§ Data for processing:
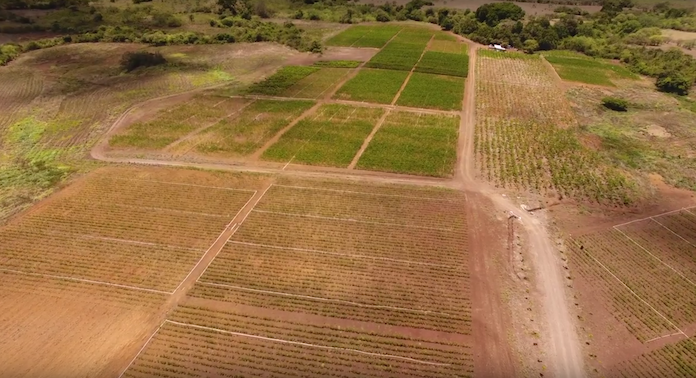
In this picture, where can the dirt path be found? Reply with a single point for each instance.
(565, 349)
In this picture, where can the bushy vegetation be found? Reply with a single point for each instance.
(614, 103)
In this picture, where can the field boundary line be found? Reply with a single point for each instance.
(180, 183)
(344, 254)
(366, 193)
(142, 349)
(367, 140)
(85, 281)
(358, 304)
(656, 258)
(658, 215)
(668, 229)
(636, 295)
(227, 227)
(306, 344)
(126, 241)
(351, 220)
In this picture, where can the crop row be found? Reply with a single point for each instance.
(651, 292)
(672, 361)
(112, 296)
(542, 157)
(131, 223)
(179, 351)
(433, 213)
(342, 278)
(247, 132)
(374, 241)
(175, 196)
(332, 137)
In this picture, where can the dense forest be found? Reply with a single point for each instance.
(619, 31)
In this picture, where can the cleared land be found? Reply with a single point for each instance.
(522, 140)
(433, 92)
(373, 85)
(583, 69)
(413, 143)
(330, 137)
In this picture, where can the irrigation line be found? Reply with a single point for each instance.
(86, 281)
(358, 304)
(142, 349)
(351, 220)
(307, 344)
(636, 295)
(365, 193)
(216, 240)
(668, 229)
(655, 257)
(345, 255)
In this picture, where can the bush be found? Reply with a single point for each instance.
(133, 60)
(614, 103)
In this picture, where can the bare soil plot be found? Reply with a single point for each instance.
(373, 85)
(433, 92)
(330, 137)
(413, 143)
(246, 132)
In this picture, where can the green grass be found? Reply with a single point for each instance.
(332, 137)
(444, 64)
(403, 52)
(257, 123)
(338, 63)
(373, 85)
(414, 143)
(432, 91)
(364, 36)
(579, 68)
(317, 84)
(170, 124)
(280, 81)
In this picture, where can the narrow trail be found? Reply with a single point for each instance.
(565, 349)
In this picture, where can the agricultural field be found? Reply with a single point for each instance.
(583, 69)
(414, 143)
(433, 92)
(365, 36)
(331, 137)
(246, 131)
(404, 51)
(373, 85)
(523, 139)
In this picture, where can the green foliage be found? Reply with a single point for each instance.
(432, 91)
(493, 13)
(373, 85)
(132, 60)
(414, 143)
(280, 81)
(614, 103)
(444, 64)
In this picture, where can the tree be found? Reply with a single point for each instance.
(530, 46)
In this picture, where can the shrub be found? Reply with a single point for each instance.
(133, 60)
(616, 104)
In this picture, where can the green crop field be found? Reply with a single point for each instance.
(317, 84)
(373, 85)
(280, 81)
(245, 133)
(433, 91)
(403, 52)
(331, 137)
(579, 68)
(415, 144)
(364, 36)
(444, 63)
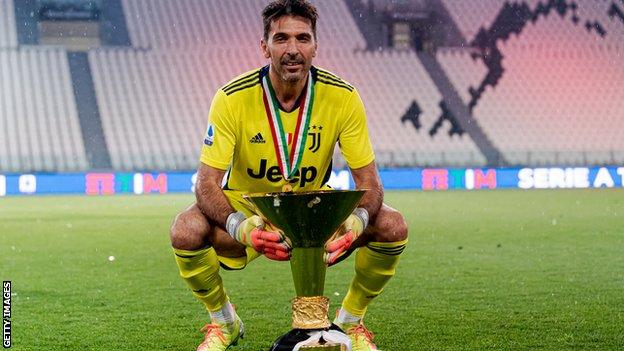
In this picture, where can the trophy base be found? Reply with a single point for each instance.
(288, 341)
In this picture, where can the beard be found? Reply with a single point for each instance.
(296, 76)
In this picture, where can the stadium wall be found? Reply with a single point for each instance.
(97, 184)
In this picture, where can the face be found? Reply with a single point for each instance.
(290, 47)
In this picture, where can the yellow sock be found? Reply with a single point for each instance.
(375, 264)
(200, 270)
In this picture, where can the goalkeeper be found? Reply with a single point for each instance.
(271, 128)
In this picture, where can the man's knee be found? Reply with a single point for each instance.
(390, 225)
(189, 229)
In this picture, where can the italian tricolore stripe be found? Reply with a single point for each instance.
(288, 162)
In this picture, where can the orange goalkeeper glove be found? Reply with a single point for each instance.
(250, 232)
(340, 243)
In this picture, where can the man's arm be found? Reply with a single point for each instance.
(248, 231)
(210, 197)
(367, 178)
(340, 244)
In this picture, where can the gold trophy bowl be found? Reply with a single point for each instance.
(308, 219)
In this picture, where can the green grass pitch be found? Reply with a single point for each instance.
(487, 270)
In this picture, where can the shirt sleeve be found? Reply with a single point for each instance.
(354, 140)
(220, 139)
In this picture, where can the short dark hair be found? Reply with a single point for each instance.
(279, 8)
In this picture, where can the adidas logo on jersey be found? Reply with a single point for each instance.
(257, 139)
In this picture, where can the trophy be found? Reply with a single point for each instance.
(309, 219)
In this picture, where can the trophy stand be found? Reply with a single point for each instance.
(309, 219)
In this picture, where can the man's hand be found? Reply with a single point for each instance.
(250, 232)
(347, 233)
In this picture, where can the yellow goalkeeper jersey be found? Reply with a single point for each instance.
(241, 137)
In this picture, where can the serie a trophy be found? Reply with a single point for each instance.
(309, 219)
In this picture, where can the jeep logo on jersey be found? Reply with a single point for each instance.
(209, 139)
(315, 135)
(303, 176)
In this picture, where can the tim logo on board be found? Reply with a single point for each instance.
(209, 139)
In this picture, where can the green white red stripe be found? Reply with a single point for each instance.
(288, 161)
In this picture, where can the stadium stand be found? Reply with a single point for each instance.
(8, 36)
(39, 129)
(554, 93)
(399, 80)
(154, 104)
(197, 23)
(541, 78)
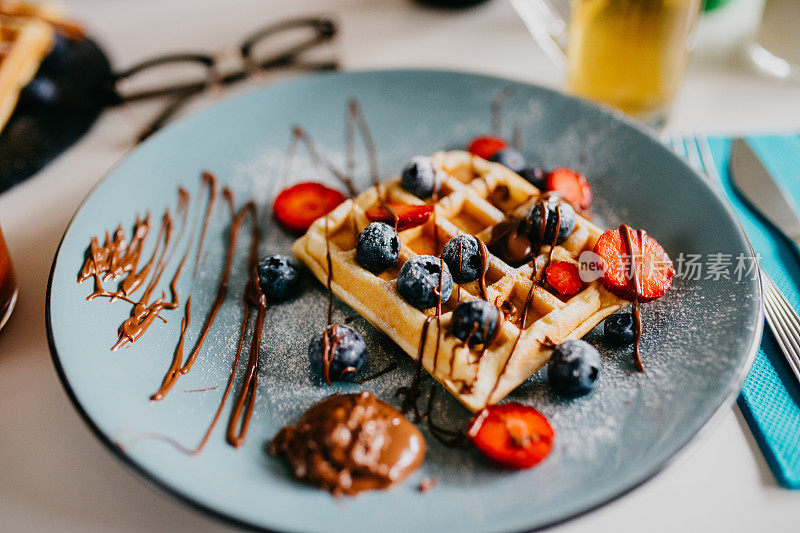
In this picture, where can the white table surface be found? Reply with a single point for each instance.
(55, 476)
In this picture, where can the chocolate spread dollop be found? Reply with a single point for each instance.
(348, 443)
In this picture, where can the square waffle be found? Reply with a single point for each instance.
(24, 42)
(474, 197)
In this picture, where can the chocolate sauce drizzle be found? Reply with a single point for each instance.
(177, 370)
(627, 237)
(116, 257)
(535, 280)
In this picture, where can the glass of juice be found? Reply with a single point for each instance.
(8, 284)
(630, 54)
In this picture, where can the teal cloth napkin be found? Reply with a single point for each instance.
(770, 397)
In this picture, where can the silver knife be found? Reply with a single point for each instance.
(760, 189)
(757, 185)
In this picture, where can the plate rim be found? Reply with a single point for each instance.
(164, 488)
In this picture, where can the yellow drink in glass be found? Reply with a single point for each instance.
(630, 54)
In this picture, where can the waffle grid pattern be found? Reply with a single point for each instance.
(24, 42)
(474, 197)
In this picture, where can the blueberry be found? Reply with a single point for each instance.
(475, 321)
(619, 329)
(510, 158)
(278, 277)
(554, 207)
(420, 177)
(573, 368)
(58, 58)
(378, 247)
(418, 281)
(348, 351)
(463, 258)
(536, 176)
(40, 93)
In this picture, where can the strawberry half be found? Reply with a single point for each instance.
(564, 277)
(512, 435)
(408, 215)
(654, 268)
(486, 146)
(301, 204)
(571, 185)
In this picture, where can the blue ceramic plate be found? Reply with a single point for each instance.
(698, 340)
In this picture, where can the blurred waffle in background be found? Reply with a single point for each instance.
(27, 35)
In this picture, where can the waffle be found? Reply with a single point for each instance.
(474, 197)
(25, 39)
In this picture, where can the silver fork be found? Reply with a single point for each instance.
(781, 317)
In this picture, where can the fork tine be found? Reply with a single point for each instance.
(708, 159)
(678, 146)
(693, 154)
(783, 307)
(780, 318)
(781, 335)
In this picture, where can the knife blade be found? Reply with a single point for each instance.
(756, 184)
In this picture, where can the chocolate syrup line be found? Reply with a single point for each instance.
(173, 375)
(410, 394)
(245, 402)
(529, 297)
(636, 287)
(177, 357)
(484, 266)
(329, 335)
(143, 314)
(211, 181)
(115, 257)
(135, 279)
(243, 408)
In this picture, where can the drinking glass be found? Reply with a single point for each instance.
(630, 54)
(8, 284)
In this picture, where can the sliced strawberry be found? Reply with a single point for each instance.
(486, 146)
(408, 215)
(301, 204)
(654, 268)
(564, 277)
(512, 435)
(571, 185)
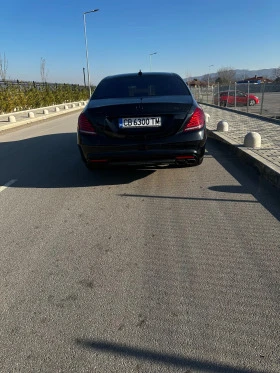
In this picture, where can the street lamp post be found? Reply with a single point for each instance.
(209, 73)
(151, 54)
(85, 30)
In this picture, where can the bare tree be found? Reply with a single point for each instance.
(226, 75)
(43, 71)
(3, 67)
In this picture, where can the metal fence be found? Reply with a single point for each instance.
(262, 99)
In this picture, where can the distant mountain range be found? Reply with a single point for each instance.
(243, 74)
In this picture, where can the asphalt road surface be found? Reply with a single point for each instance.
(270, 107)
(134, 270)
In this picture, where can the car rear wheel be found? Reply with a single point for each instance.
(252, 102)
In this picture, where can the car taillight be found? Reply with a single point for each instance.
(196, 121)
(85, 126)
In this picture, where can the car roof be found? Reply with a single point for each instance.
(142, 73)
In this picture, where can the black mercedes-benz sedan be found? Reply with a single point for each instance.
(142, 118)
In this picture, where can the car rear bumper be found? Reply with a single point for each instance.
(185, 148)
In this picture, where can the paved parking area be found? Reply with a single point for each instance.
(267, 158)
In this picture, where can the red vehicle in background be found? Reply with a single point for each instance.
(228, 98)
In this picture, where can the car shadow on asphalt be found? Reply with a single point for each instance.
(248, 176)
(54, 161)
(160, 358)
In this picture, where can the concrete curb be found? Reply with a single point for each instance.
(265, 168)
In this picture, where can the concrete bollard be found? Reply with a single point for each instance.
(252, 140)
(11, 119)
(222, 126)
(207, 117)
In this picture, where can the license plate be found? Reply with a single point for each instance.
(140, 122)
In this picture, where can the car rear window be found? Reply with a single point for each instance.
(140, 86)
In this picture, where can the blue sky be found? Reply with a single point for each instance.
(187, 35)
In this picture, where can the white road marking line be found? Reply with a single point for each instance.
(9, 183)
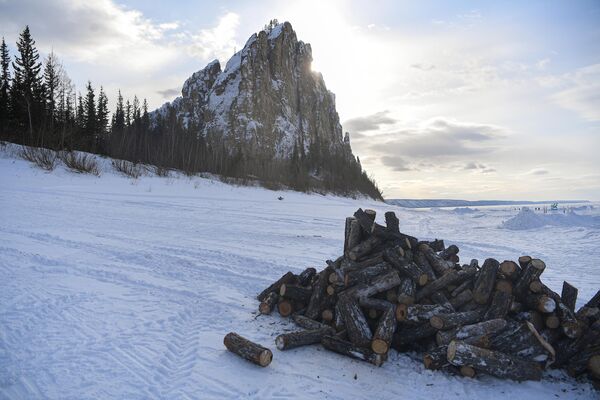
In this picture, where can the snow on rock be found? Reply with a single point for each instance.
(112, 288)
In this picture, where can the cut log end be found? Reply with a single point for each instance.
(379, 346)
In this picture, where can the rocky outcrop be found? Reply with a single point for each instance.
(266, 101)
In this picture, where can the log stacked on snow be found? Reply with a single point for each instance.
(391, 291)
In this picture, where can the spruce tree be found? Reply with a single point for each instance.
(102, 113)
(27, 88)
(90, 122)
(51, 82)
(4, 87)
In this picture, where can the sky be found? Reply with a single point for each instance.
(462, 99)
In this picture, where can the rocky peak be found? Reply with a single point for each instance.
(266, 101)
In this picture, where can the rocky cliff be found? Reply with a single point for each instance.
(266, 100)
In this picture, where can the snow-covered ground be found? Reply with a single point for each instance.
(123, 289)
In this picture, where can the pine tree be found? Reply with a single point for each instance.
(51, 82)
(90, 120)
(4, 87)
(27, 93)
(102, 113)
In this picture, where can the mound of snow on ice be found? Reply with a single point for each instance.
(528, 219)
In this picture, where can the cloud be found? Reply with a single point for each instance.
(538, 171)
(440, 139)
(168, 93)
(217, 42)
(397, 163)
(100, 32)
(583, 92)
(369, 123)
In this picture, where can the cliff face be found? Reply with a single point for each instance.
(266, 100)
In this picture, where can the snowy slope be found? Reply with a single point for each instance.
(113, 288)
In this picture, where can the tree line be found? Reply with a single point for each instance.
(39, 106)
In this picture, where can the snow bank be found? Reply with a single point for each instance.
(528, 219)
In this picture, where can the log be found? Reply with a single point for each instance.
(481, 328)
(531, 272)
(408, 336)
(449, 321)
(268, 304)
(523, 340)
(509, 270)
(436, 358)
(285, 307)
(450, 251)
(484, 284)
(292, 340)
(355, 322)
(593, 366)
(289, 277)
(552, 321)
(523, 261)
(504, 285)
(352, 234)
(392, 223)
(380, 284)
(439, 265)
(499, 306)
(539, 302)
(409, 269)
(305, 278)
(367, 274)
(461, 299)
(466, 285)
(363, 248)
(421, 261)
(492, 362)
(579, 363)
(295, 292)
(419, 313)
(343, 347)
(382, 337)
(248, 350)
(406, 291)
(307, 323)
(452, 277)
(569, 295)
(319, 292)
(441, 299)
(594, 301)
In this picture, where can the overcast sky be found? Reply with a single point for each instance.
(473, 100)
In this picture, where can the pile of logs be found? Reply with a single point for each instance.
(391, 291)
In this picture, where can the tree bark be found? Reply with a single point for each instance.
(531, 272)
(406, 291)
(318, 294)
(292, 340)
(355, 322)
(349, 349)
(382, 338)
(404, 267)
(493, 363)
(500, 305)
(248, 350)
(449, 321)
(268, 304)
(569, 295)
(289, 277)
(295, 292)
(484, 284)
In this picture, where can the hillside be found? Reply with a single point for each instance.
(112, 287)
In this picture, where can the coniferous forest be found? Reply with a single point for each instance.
(41, 107)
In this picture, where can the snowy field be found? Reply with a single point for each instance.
(112, 288)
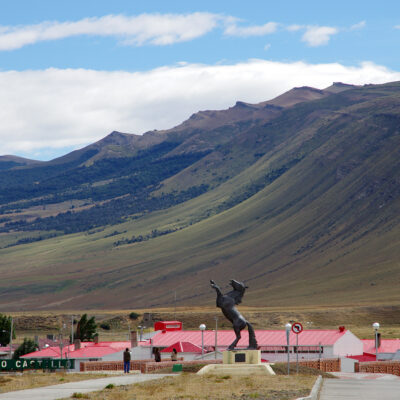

§ The task: Take the lines from the one that contains "In this picture, where can the overcast" through the last line of the material above and reproduce them exactly, leaving out any pictures.

§ Answer to this exercise:
In this picture, where can the overcast sky be found? Reply with a single point for each instance.
(473, 100)
In this picture, where can the pile of logs be found? Reply with a single point for each instance.
(391, 291)
In this picture, where can the tree bark be found? Reply with a single point for each instance.
(531, 272)
(406, 291)
(318, 294)
(292, 340)
(355, 322)
(349, 349)
(382, 338)
(404, 267)
(493, 363)
(500, 305)
(248, 350)
(449, 321)
(268, 304)
(569, 295)
(289, 277)
(295, 292)
(484, 284)
In this picture, where can the hillside be found? Reply with a single point for each instance.
(112, 287)
In this picture, where can the coniferous forest be found? Reply with a single point for each instance.
(41, 107)
In this picture, where can the snowy field be found? Reply with a single point for each instance.
(112, 288)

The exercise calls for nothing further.